*EXERCISE*
List each line of the items below that contains the word "wall". Case counts.

*DATA IN THIS EXERCISE*
____
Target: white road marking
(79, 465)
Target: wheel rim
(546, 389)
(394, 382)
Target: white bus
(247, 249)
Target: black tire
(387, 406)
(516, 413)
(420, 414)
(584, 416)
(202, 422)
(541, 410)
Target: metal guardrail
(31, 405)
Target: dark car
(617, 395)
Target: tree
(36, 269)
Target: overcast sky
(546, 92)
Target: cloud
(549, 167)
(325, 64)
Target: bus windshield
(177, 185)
____
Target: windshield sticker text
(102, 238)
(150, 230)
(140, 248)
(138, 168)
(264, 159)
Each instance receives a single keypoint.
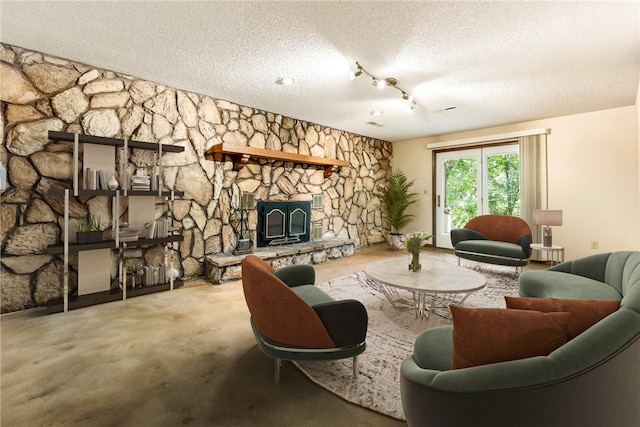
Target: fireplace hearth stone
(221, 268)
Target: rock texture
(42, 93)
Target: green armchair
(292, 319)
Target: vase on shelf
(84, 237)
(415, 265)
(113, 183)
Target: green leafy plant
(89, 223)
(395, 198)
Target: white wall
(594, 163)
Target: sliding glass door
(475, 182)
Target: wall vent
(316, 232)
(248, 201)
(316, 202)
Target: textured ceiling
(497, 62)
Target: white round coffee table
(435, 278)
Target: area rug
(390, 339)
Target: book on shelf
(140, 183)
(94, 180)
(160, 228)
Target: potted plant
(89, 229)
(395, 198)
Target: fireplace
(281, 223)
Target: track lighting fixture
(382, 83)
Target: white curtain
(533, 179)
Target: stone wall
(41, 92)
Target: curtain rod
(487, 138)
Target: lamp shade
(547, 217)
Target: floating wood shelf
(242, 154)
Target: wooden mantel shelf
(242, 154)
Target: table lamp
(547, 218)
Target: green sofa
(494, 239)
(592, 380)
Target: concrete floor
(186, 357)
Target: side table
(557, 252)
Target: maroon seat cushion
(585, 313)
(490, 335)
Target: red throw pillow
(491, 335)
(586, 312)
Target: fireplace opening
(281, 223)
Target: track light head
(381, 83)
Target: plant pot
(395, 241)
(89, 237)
____
*EXPECTED ANSWER*
Target: white wall
Target: wall vent
Target: stone wall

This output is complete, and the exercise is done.